- **Work required**:
Return the records verbatim.

- **Extracted records**:
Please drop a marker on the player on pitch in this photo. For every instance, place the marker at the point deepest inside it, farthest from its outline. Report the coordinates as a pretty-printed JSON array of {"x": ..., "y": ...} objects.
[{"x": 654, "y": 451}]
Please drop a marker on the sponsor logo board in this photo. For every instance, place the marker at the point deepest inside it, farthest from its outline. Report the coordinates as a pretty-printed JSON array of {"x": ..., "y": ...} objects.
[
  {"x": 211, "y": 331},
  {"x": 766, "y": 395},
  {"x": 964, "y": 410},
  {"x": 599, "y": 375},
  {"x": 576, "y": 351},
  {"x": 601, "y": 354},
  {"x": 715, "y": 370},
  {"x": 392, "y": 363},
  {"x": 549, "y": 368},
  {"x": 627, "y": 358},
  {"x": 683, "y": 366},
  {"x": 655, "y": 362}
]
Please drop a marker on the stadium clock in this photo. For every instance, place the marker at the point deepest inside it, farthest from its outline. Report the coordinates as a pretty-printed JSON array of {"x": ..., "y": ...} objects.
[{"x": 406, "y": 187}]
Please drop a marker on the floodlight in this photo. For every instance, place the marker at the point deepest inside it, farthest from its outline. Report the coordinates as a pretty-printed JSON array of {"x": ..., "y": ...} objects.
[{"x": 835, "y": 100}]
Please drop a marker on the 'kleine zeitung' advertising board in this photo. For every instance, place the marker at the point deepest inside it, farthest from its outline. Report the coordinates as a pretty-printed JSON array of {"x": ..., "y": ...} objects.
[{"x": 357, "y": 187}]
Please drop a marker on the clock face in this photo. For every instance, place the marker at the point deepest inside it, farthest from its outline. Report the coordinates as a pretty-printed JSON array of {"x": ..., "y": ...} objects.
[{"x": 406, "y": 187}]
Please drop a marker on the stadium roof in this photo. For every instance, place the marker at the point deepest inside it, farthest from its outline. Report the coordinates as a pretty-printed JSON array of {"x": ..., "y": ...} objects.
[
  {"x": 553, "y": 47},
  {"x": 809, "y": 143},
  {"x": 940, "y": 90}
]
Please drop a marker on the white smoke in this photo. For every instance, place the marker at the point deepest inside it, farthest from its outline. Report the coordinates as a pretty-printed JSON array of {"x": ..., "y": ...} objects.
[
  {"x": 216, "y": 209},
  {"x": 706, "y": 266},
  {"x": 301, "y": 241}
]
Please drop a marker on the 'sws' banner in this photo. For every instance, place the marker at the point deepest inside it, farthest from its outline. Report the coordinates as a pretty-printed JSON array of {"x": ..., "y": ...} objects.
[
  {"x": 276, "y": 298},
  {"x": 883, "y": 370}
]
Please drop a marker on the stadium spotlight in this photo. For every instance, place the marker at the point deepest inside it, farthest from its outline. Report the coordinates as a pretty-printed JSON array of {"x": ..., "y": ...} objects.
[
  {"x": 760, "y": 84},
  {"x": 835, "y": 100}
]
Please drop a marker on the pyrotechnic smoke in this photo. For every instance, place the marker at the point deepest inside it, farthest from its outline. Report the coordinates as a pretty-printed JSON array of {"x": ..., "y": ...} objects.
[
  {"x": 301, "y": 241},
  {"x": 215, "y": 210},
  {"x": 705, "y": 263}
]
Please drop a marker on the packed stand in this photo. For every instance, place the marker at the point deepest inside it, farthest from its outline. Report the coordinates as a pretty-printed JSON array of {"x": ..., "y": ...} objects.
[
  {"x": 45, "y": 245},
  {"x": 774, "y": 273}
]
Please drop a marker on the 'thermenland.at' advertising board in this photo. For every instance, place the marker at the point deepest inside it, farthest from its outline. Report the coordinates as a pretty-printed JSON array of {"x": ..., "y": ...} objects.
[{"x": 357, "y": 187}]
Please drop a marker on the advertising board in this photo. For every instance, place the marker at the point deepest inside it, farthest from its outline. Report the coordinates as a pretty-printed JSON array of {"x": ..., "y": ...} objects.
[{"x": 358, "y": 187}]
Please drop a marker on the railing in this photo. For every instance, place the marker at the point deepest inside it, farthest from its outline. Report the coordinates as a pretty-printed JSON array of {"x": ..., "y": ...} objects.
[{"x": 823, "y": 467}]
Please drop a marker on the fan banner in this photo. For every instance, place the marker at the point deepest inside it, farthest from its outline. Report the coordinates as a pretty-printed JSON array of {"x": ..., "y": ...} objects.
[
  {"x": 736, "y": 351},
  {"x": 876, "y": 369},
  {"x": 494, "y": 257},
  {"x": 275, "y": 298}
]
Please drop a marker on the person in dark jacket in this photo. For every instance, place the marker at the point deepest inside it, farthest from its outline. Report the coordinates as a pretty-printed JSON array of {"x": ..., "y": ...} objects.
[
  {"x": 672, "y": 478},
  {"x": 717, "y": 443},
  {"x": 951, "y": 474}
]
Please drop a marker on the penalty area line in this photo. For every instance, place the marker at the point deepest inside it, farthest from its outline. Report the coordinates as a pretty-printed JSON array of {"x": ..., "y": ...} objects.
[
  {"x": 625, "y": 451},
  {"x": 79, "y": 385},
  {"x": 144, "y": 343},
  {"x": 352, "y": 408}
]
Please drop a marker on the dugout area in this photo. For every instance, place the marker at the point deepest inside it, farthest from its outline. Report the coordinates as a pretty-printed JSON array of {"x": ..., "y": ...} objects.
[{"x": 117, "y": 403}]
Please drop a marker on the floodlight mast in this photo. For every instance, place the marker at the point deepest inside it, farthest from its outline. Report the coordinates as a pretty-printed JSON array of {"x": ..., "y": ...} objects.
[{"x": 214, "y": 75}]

- **Written solution**:
Please drop a marker on the player on pitch in this photo. For every instance, place the marker at the point deepest inside it, farthest from its outline. Report the coordinates as a pretty-printed JSON array of {"x": ..., "y": ...} objects.
[{"x": 654, "y": 451}]
Please drop a marker on the sponsor logo board in this photo. For every instance, place the marker at the point deepest inside it, farthest from its outline. Report the coordinates as a pretty-printed JSON array of {"x": ..., "y": ...} objects.
[
  {"x": 211, "y": 331},
  {"x": 766, "y": 395},
  {"x": 964, "y": 410},
  {"x": 599, "y": 375},
  {"x": 576, "y": 351},
  {"x": 601, "y": 354},
  {"x": 715, "y": 370},
  {"x": 392, "y": 363},
  {"x": 549, "y": 368},
  {"x": 627, "y": 358},
  {"x": 683, "y": 366},
  {"x": 655, "y": 362}
]
Please drop a marker on the stadium clock in this photo. For every instance, place the marker at the point deepest inside it, farthest from its outline. Report the coordinates as a pretty-printed JSON array of {"x": ..., "y": ...} objects.
[{"x": 406, "y": 187}]
Please drop a marker on the floodlight in this photo. For every instance, place the marker at the point deepest inside it, farthest from its outline. Report the coordinates as a pretty-printed JSON array of {"x": ..., "y": ...} objects.
[{"x": 835, "y": 100}]
Please drop a marker on the 'kleine zeitung' advertising board in this photo. For every instance, place the marker at the point deepest inside it, farthest from its outline. Report the coordinates as a pretty-printed JSON array of {"x": ..., "y": ...} objects.
[{"x": 357, "y": 187}]
Please drop a marker on the clock face in this photo. For every instance, place the marker at the point deepest inside it, farthest from its outline. Report the coordinates as a pretty-printed JSON array of {"x": ..., "y": ...} objects.
[{"x": 406, "y": 187}]
Please drop a marker on the stadium roof in this photo. For every instance, place the marker at the point deepest inside it, farthest from its outline. Report the coordinates as a pretty-printed JSON array of {"x": ..., "y": ...} objects.
[
  {"x": 553, "y": 47},
  {"x": 809, "y": 143},
  {"x": 940, "y": 90}
]
Please drop a marker on the white smoke in this photo. For every instance, place the marker at the point deepest inside it, farthest from its outline. Report the coordinates as a pretty-printed JSON array of {"x": ..., "y": ...} objects.
[
  {"x": 216, "y": 209},
  {"x": 706, "y": 266},
  {"x": 301, "y": 241}
]
Please drop a marker on the 'sws' banner in this photo. For every instance, place the marker at the point deepest inside it, farthest from its outline. Report the coordinates as a pretty-printed JSON array of {"x": ..., "y": ...} objects.
[
  {"x": 276, "y": 298},
  {"x": 883, "y": 370}
]
Please drop a marker on the stadium spotlight in this photo. For every instance, place the marker at the point deepest inside it, farthest from its outline. Report the coordinates as a pretty-printed JSON array of {"x": ..., "y": ...} objects.
[
  {"x": 760, "y": 84},
  {"x": 835, "y": 100}
]
Please drop a marker on the pyrotechnic smoke in this photo. For every instance, place the marker at the point deepest inside it, farthest from its outline. Report the coordinates as a pretty-printed JSON array of {"x": ..., "y": ...} objects.
[
  {"x": 301, "y": 241},
  {"x": 215, "y": 210},
  {"x": 705, "y": 263}
]
Please drop a marker on the packed stand in this photo. For every instance, place the marker at the point deepest inside it, farthest from its outline. Report the coordinates as a pretty-printed JSON array of {"x": ..., "y": ...} objects.
[
  {"x": 45, "y": 245},
  {"x": 774, "y": 273}
]
Please drop a marker on the 'thermenland.at' advertising board in this photo. For every instance, place the marker at the point deepest inside it, farthest from its outline. Report the coordinates as a pretty-printed JSON array of {"x": ..., "y": ...} objects.
[{"x": 357, "y": 187}]
Please drop a marker on the advertising board in this photo. For every instance, place the marker at the point deepest inside it, farthest from its outline. Report the coordinates as a pretty-printed JSON array of {"x": ..., "y": ...} objects.
[{"x": 358, "y": 187}]
Please drop a marker on the railing in this photo. For every instance, place the marker at the point deepest inside it, farthest from its outline. Report the coordinates as a pretty-printed JSON array of {"x": ..., "y": ...} objects.
[{"x": 823, "y": 467}]
Please drop a marker on the fan banner in this photo. For every instance, place the marker at the point deepest inside it, farthest from its outline. Report the coordinates as a pretty-printed JSON array of {"x": ..., "y": ...} objects.
[
  {"x": 736, "y": 351},
  {"x": 876, "y": 369},
  {"x": 494, "y": 257},
  {"x": 275, "y": 298}
]
Please drop a marker on the person in dark jacket in this photo. For every instance, place the marker at the point deepest inside it, farthest from its outline. Report the coordinates as a pretty-printed JSON array of {"x": ..., "y": ...} objects.
[
  {"x": 672, "y": 478},
  {"x": 717, "y": 443},
  {"x": 951, "y": 474}
]
Please drop a marker on the penalty area line in this photo. For every instance, place the marker at the point deepest inside it, farthest from its outline. Report the coordinates as a pretty-printed JSON array of {"x": ..., "y": ...} objects.
[
  {"x": 625, "y": 451},
  {"x": 79, "y": 385},
  {"x": 144, "y": 343},
  {"x": 352, "y": 408}
]
Please drop a marker on the dugout area in this photo. For every instance, place the marker at the point deepest inside it, farthest from its outline. Report the coordinates as a pretty-printed JSON array of {"x": ..., "y": ...} objects.
[{"x": 117, "y": 403}]
Please drop a marker on the floodlight mast in this photo. For every instance, place the marker at the point deepest inside it, farthest from its outline. Report the coordinates as a pretty-printed JSON array of {"x": ..., "y": ...} objects.
[{"x": 214, "y": 75}]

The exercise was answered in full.